**The task**
Copy everything from the line containing "Note: we are tagging the pink" down to the line containing "[(1221, 399)]" in the records below, substituting "marking" for each "tagging" and changing nothing else. Leave the pictures out.

Records from a dataset:
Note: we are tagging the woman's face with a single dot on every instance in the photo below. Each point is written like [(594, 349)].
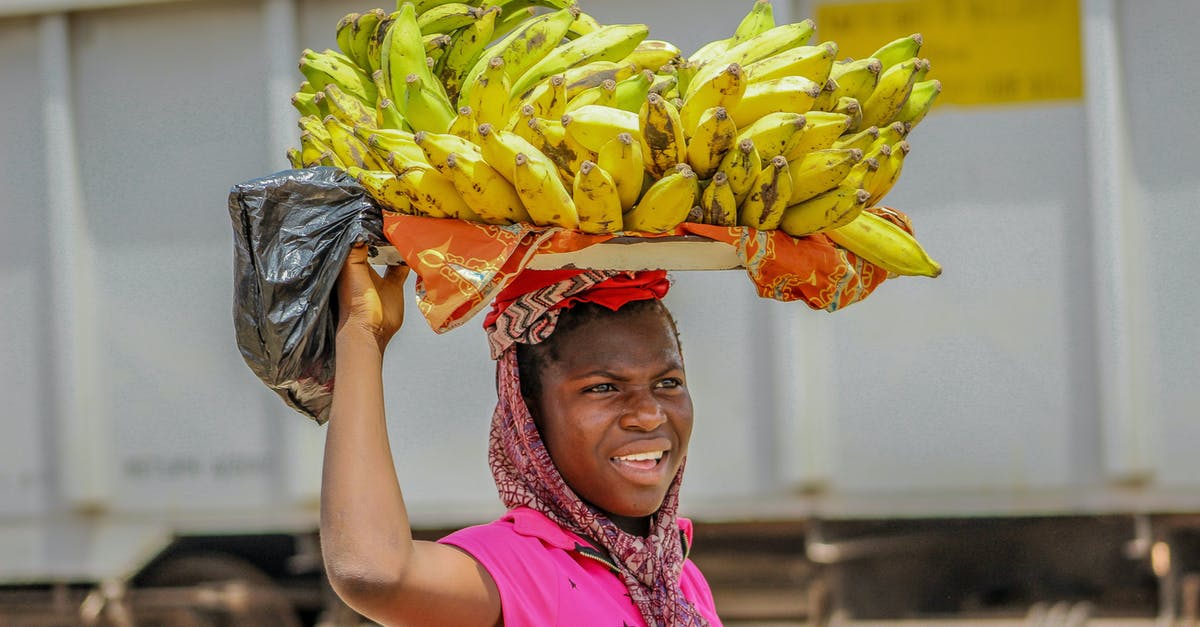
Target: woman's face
[(616, 414)]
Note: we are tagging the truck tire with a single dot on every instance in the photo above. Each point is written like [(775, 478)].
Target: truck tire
[(269, 605)]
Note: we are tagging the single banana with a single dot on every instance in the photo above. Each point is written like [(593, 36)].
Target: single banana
[(384, 189), (760, 19), (435, 193), (425, 108), (448, 18), (543, 192), (825, 212), (742, 166), (597, 199), (919, 101), (718, 203), (501, 148), (612, 42), (622, 159), (888, 173), (855, 78), (653, 54), (723, 90), (348, 148), (348, 108), (437, 148), (605, 94), (861, 139), (594, 125), (821, 130), (889, 95), (810, 61), (666, 203), (588, 76), (792, 94), (899, 51), (880, 242), (489, 96), (756, 48), (821, 171), (330, 67), (465, 52), (631, 91), (489, 193), (523, 47), (661, 136), (769, 195), (715, 135), (775, 133)]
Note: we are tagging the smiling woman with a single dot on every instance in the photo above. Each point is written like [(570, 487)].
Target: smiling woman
[(588, 445)]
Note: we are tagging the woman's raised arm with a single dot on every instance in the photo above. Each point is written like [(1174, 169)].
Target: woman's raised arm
[(371, 559)]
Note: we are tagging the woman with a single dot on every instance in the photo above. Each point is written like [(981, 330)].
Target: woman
[(587, 448)]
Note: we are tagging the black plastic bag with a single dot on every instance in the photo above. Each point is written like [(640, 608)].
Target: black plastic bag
[(293, 231)]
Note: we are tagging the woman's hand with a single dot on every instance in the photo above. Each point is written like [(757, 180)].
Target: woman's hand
[(367, 303)]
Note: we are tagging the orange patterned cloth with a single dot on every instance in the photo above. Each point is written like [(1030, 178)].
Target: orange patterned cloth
[(460, 266)]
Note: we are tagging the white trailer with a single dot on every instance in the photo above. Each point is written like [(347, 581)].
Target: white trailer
[(1023, 429)]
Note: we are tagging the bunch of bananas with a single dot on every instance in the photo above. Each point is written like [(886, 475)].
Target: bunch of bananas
[(532, 111)]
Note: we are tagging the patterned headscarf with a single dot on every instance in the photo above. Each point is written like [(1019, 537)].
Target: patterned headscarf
[(523, 471)]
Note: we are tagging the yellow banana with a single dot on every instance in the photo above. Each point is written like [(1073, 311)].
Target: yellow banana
[(775, 133), (821, 130), (607, 43), (725, 90), (715, 135), (861, 139), (821, 171), (597, 199), (425, 108), (810, 61), (792, 94), (666, 203), (898, 51), (885, 102), (855, 78), (882, 243), (622, 159), (718, 203), (331, 67), (594, 125), (825, 212), (435, 193), (348, 148), (661, 136), (520, 49), (594, 73), (888, 173), (755, 48), (631, 91), (465, 52), (437, 148), (489, 193), (543, 192), (489, 96), (604, 94), (742, 167), (769, 195), (919, 101), (653, 54), (384, 189), (347, 108), (760, 19)]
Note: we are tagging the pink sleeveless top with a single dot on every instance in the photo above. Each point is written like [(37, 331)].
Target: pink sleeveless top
[(547, 575)]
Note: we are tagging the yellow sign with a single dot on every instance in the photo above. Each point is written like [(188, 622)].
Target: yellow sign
[(983, 51)]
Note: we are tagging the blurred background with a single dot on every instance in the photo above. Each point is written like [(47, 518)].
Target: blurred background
[(1015, 442)]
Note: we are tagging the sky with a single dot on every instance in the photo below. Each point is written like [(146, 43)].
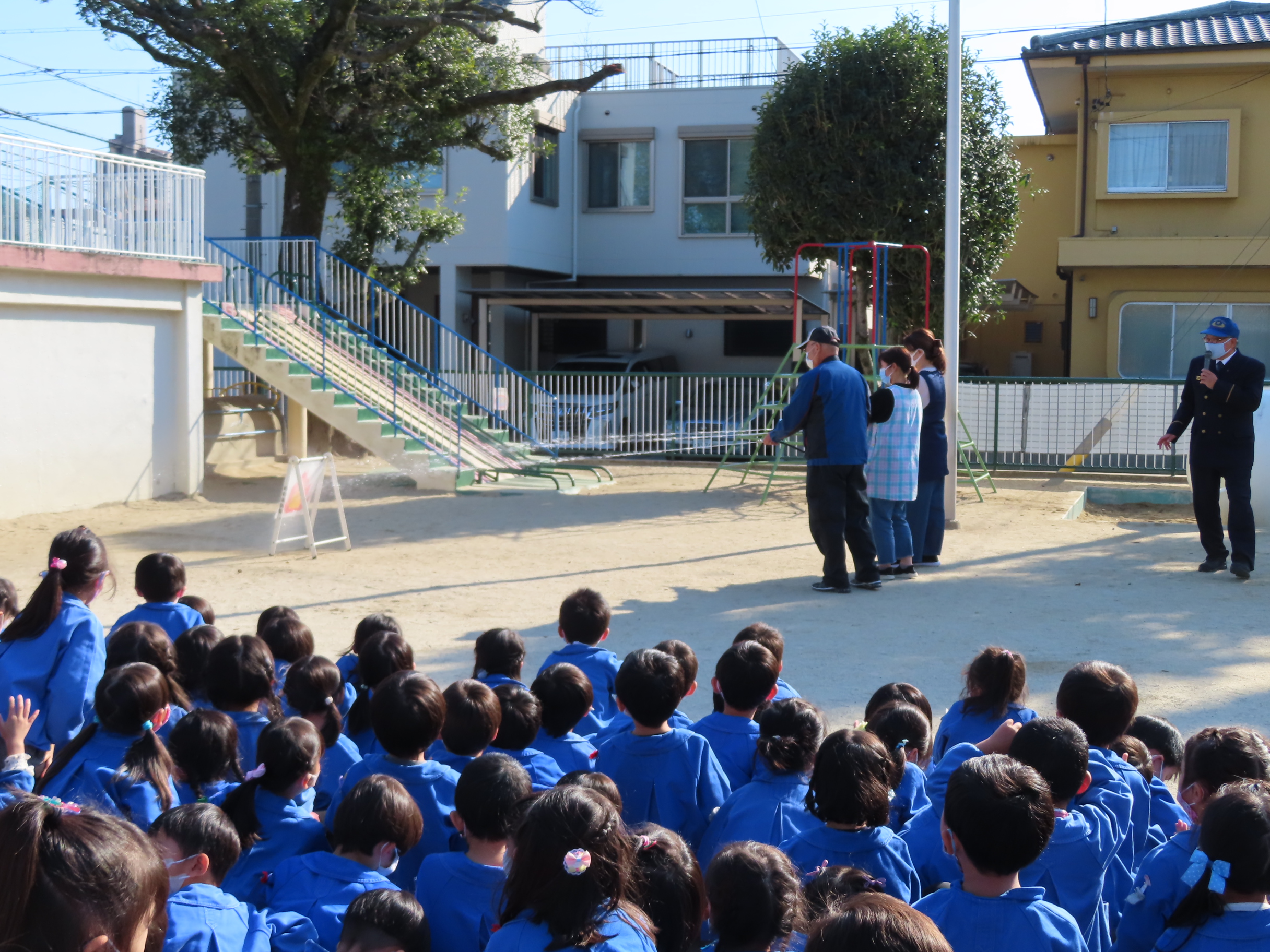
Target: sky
[(72, 81)]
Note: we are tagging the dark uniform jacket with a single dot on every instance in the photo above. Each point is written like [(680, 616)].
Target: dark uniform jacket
[(1222, 416)]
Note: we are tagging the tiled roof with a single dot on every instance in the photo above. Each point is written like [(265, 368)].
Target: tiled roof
[(1231, 23)]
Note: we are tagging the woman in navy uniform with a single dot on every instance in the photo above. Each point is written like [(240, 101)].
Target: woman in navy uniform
[(1221, 399)]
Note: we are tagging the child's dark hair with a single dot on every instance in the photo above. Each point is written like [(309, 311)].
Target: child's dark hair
[(87, 563), (312, 687), (126, 700), (240, 674), (1001, 813), (377, 810), (473, 718), (489, 796), (384, 919), (651, 686), (755, 897), (407, 714), (566, 695), (584, 617), (289, 749), (853, 780), (789, 734), (674, 891), (498, 651), (1101, 698), (573, 908), (202, 828), (160, 577), (995, 680), (146, 641), (204, 744), (747, 674), (70, 876)]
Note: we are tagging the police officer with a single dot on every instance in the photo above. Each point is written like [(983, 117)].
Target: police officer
[(831, 407), (1221, 399)]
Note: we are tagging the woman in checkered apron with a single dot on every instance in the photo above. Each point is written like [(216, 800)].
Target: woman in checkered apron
[(895, 431)]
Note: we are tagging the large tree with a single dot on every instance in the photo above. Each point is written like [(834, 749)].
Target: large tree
[(307, 86), (851, 148)]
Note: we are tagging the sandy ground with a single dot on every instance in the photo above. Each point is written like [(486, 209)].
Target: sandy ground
[(680, 564)]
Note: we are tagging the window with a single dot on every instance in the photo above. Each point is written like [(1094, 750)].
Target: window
[(619, 175), (715, 174), (546, 166), (1168, 157)]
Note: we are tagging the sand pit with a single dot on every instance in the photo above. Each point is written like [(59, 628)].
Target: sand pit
[(680, 564)]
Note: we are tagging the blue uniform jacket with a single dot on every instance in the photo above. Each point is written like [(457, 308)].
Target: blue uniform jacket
[(672, 780), (1015, 921), (875, 850), (734, 741), (321, 886), (769, 809), (432, 788), (59, 671), (572, 752), (462, 900), (601, 667)]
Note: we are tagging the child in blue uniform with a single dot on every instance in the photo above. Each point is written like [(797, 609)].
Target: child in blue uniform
[(998, 816), (584, 617), (520, 724), (312, 688), (54, 651), (407, 714), (204, 749), (375, 826), (160, 580), (274, 809), (996, 685), (462, 891), (849, 794), (745, 677), (772, 807), (665, 775), (571, 880), (119, 763), (200, 846)]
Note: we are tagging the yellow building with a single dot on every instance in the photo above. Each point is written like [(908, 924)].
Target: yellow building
[(1148, 206)]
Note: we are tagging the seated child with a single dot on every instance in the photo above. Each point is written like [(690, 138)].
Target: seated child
[(274, 809), (160, 580), (473, 719), (499, 658), (565, 695), (200, 846), (663, 773), (460, 892), (520, 724), (584, 618), (571, 880), (204, 749), (407, 714), (772, 807), (849, 792), (998, 818), (996, 683), (745, 677), (375, 824), (119, 763)]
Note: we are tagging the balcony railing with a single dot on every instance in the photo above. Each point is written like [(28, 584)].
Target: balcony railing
[(72, 198)]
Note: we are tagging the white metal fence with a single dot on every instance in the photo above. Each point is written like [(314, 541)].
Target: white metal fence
[(72, 198)]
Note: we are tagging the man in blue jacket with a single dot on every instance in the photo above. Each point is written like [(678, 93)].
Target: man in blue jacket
[(831, 407)]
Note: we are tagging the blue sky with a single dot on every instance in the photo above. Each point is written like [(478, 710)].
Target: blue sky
[(64, 74)]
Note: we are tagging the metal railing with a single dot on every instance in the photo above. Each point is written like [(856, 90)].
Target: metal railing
[(72, 198), (748, 61)]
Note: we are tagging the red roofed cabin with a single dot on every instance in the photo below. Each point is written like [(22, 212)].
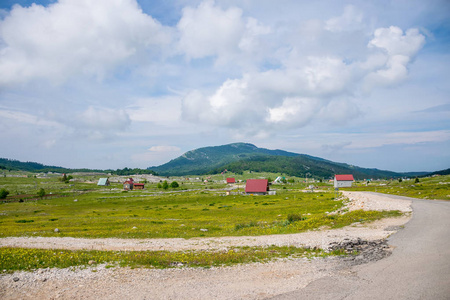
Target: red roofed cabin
[(128, 185), (257, 186), (231, 180), (343, 180)]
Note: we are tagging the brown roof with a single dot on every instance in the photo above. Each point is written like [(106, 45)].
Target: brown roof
[(344, 177), (257, 186)]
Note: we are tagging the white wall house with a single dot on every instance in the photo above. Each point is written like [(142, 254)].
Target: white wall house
[(343, 180)]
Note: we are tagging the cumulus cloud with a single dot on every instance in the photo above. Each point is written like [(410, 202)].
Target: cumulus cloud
[(104, 119), (208, 30), (304, 89), (164, 149), (211, 31), (74, 37), (399, 50)]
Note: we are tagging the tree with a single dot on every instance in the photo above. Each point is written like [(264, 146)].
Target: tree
[(165, 185), (41, 193), (3, 193)]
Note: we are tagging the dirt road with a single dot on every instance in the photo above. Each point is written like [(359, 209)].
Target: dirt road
[(419, 267), (251, 281)]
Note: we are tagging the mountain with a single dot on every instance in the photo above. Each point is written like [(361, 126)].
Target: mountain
[(239, 157), (204, 160), (441, 172)]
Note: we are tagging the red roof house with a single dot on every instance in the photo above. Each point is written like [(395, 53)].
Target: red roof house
[(139, 186), (231, 180), (128, 185), (257, 186), (343, 180)]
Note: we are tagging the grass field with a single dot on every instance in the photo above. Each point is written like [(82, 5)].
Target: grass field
[(196, 209), (14, 259), (437, 187)]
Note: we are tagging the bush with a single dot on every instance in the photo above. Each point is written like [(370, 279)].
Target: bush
[(3, 193), (165, 185), (41, 193), (294, 218)]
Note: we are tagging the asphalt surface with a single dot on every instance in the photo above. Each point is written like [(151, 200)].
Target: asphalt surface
[(419, 267)]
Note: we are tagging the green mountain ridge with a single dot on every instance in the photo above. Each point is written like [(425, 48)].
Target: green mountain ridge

**Solution to this task**
Note: we are marking the pink sleeveless top with a single dot on every instance in the photo above. Each point is written like [(37, 331)].
Target: pink sleeveless top
[(547, 575)]
Note: we are marking the yellow sign with a single dot on every instance in the photo above. Each point is written like [(188, 622)].
Target: yellow sign
[(983, 51)]
Note: we are marking the blurred background with a single dot on every instance in the photo above. Each point is written like [(47, 518)].
Target: blurred background
[(1015, 442)]
Note: we are marking the sky with a single dot on every instance in the photo below. Each point is written like [(146, 43)].
Target: sky
[(72, 81)]
Note: we are marking the dark uniform jacket with a single dot on every instance in the photo above. Each point is written like [(680, 616)].
Target: dark uniform jacket
[(1222, 416)]
Note: we are marking the tiled roof with a single dot on every instance in the photo above. Each point is written like [(265, 368)].
Target: tiled roof
[(1231, 23)]
Note: we are marking the woman in navy uniform with a single dot on every instance in the photo above. Each point is written like [(240, 101)].
Target: woman in navy uniform
[(1221, 399)]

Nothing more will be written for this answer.